Task requirements
Return every line of the material below that contains the string "hair". Matching is case-sensitive.

Material for this task

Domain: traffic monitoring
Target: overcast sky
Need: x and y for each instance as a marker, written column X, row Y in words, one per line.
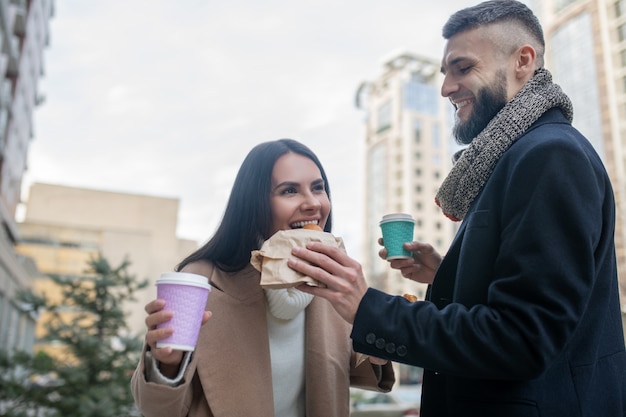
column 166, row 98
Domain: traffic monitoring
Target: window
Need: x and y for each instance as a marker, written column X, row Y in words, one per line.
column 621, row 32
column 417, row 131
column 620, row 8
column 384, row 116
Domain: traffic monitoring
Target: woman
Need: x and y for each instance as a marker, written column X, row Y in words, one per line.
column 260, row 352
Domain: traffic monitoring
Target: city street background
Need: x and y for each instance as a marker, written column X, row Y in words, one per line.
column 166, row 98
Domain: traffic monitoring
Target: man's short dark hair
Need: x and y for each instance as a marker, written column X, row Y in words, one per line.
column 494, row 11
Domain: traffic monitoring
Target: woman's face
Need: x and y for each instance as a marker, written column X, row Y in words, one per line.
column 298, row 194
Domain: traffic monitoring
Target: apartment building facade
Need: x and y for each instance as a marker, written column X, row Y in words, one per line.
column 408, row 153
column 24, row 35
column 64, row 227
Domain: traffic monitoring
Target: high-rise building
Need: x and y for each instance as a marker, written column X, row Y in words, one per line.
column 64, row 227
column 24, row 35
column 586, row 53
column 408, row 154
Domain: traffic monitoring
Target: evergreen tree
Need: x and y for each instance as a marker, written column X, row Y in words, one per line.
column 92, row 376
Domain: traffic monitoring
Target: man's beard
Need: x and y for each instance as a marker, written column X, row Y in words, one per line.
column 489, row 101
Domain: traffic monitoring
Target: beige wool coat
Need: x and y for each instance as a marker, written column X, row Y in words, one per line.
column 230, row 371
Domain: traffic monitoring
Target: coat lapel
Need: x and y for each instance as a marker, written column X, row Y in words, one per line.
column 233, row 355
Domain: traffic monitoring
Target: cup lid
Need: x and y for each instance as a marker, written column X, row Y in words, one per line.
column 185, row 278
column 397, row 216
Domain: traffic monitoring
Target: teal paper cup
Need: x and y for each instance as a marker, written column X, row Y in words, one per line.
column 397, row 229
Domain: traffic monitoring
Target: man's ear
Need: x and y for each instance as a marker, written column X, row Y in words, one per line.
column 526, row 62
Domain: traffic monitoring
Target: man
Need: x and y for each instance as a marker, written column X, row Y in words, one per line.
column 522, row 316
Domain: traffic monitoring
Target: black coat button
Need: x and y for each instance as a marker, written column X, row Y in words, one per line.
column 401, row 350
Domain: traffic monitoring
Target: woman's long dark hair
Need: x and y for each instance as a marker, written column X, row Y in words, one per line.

Solution to this exercise
Target: man's short dark hair
Target: woman's long dark hair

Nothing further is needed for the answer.